> _PROBLEM DETAILS_
Reproduce the whole listing, keeping each word unchanged.

[Start of Attachment]

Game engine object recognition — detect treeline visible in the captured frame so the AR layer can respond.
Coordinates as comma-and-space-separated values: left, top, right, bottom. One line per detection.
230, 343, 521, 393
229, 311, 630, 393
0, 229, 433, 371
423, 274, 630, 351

[End of Attachment]

> _EXERCISE OUTPUT_
Game engine object recognition — detect treeline visible in the captured frame so the AR layer can respond.
Coordinates as comma-and-space-separated values: left, top, right, bottom. One line per detection.
230, 343, 521, 393
229, 311, 630, 393
0, 229, 433, 371
423, 274, 630, 351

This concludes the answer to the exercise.